You should add back up camera so you can see everything in back.

That sound it worth to try but one thing with 5,000 pound box would make sunk in little wet gravel or yard.


----------



## bean7654 (Jul 14, 2009)

Just bought the plow this year. First year plowing


----------



## IHI (Nov 22, 2003)

Milwaukee;826837 said:


> You should add back up camera so you can see everything in back.
> 
> That sound it worth to try but one thing with 5,000 pound box would make sunk in little wet gravel or yard.


I prefer the crunch sound ramming into unsuspecting vehicles vs actually having to see something behind me...that'd be too easy and make too much sense All she is, is our mobile tool station, she carries 80% of everything we need to build a complete house- hand tool wise- from the ground up and has been the best investment i ever made since sooo many times prior to purchase i'd run into the situation i was not expecting at all, and "could've been done" if i only had this tool, or that tool...so it's been a fantastic time saver and job completer!!!!! And yes, i have to be cautious of where we take'er, esspecially in developed lots since she sinks like a rock on soft terrain LOL!! But never have i had to chain it up, it'll just dig until she's free!! Even this winter on some of the country roads where we'd have a service call, the roads would be sketchy in our 4x's and this pig would just blunder on down the road like nothing ever happened...it's almost scarey since i'm so used to dually's being the biggest POS platform's ever in slick conditions.


----------



## grf_1000 (Sep 14, 2009)

there is a caprice wagon running around petoskey mi. it has a curtis on the front. i couldnt get my camera out because we were laughing to hard. i almosted wet myself hahahahaha


----------



## IPLOWSNO (Oct 11, 2008)

dam good memory you have but it was newhaven a couple miles from me , he has sold his van, it was plain badass when he did though, astro on hummer rims says it all. the only van ive seen thats cooler than mine well that and my buddies v10 quigley, he likes mine though because it's cheaper at the pump and at the stealership lol


----------



## JCI Trans (Oct 21, 2008)

That pro plow on the Z71 looks like a lot of plow for that truck. I know its your first year with it but how does it handle driving around town? Have you added any suspension products?

•••

— Instructions —
a: In the forum thread, what share of the hand tools needed to build a complete house does IHI's mobile tool station carry?
b: Please copy the part of the forum thread that starts at the words "That pro plow" and stops after the words "any suspension products?", keeping every character unchanged.

Lines of data:
•••

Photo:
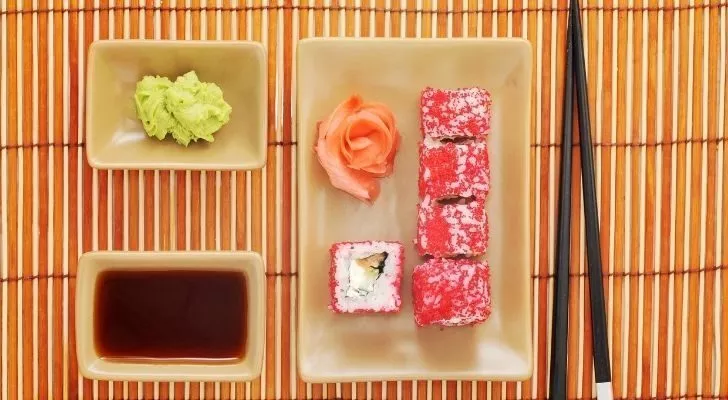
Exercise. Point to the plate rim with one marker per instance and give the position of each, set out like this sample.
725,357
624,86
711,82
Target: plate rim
312,377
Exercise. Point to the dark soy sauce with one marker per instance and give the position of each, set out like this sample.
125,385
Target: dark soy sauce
178,314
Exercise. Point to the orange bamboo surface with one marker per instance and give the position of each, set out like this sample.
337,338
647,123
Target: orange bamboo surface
657,74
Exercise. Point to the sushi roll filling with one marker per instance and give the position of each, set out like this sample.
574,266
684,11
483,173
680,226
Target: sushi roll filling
363,274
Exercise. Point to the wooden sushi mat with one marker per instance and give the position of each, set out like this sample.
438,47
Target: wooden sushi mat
657,75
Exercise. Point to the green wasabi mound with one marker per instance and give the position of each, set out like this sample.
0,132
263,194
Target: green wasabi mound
188,109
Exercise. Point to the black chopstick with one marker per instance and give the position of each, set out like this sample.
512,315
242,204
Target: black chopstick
560,319
600,344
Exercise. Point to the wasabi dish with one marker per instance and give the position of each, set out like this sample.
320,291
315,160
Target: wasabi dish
187,108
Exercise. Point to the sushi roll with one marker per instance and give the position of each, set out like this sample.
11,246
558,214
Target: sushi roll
455,113
451,292
452,229
454,169
365,276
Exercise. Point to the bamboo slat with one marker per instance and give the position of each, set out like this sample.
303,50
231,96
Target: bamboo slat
658,79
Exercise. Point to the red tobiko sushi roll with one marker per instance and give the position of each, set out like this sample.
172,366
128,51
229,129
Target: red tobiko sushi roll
454,169
366,277
455,113
452,229
451,292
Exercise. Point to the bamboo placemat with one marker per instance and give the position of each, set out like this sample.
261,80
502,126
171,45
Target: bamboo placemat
657,75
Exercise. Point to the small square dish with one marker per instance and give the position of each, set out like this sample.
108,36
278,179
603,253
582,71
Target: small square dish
336,347
170,316
115,137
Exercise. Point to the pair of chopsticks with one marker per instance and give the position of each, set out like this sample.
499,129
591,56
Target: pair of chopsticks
575,85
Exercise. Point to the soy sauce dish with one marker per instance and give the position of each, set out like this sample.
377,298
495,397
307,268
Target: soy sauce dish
170,316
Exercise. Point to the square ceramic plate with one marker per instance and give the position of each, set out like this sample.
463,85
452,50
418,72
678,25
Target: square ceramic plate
93,366
390,347
115,137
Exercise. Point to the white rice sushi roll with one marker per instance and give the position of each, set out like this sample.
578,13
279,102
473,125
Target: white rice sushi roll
366,277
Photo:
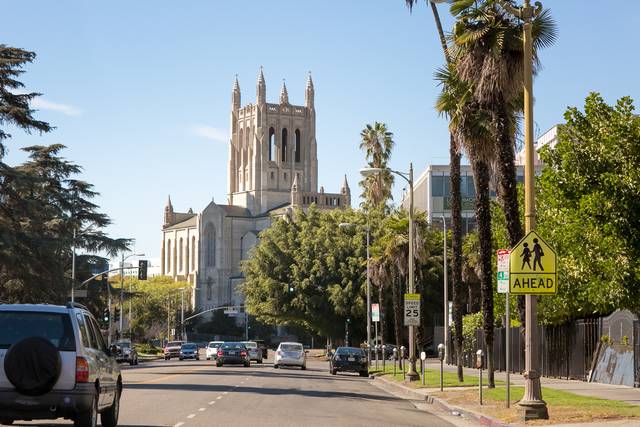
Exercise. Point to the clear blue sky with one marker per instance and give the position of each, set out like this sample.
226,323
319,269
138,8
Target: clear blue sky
140,90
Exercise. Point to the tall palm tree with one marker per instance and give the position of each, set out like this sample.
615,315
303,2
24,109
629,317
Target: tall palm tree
377,142
456,209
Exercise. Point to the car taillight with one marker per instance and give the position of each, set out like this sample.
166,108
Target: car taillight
82,370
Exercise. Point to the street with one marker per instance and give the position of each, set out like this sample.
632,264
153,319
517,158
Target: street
190,393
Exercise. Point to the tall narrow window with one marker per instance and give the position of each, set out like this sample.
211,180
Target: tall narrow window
210,237
272,143
168,255
297,154
193,253
284,145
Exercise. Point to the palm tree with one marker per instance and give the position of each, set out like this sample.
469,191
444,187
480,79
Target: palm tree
456,209
377,142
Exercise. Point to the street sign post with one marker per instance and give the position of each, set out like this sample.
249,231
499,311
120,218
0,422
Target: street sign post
503,287
375,312
532,267
411,309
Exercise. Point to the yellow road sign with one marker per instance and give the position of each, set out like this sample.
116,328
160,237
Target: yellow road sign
532,267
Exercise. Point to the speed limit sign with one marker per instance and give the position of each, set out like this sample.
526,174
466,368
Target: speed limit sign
411,309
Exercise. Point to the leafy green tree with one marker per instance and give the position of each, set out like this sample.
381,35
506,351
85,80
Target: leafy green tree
14,105
588,204
377,142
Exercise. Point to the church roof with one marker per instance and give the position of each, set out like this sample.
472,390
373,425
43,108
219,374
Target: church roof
190,222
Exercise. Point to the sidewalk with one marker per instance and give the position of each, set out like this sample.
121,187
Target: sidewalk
603,391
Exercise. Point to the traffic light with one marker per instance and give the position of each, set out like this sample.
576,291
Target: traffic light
142,269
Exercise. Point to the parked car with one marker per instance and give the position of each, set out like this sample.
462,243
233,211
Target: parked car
233,353
349,359
56,365
124,352
212,349
189,350
290,354
263,346
254,352
172,349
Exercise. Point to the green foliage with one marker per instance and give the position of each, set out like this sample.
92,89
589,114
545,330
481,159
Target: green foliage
325,264
588,209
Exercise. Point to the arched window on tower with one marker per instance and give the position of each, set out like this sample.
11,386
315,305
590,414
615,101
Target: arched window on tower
272,143
298,152
168,255
284,145
193,253
210,238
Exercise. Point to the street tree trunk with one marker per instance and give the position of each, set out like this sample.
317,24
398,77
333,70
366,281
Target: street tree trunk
483,218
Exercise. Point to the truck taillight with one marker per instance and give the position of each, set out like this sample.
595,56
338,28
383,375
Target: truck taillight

•••

— Expected answers —
a: 80%

b:
That pro plow on the Z71 looks like a lot of plow for that truck. I know its your first year with it but how does it handle driving around town? Have you added any suspension products?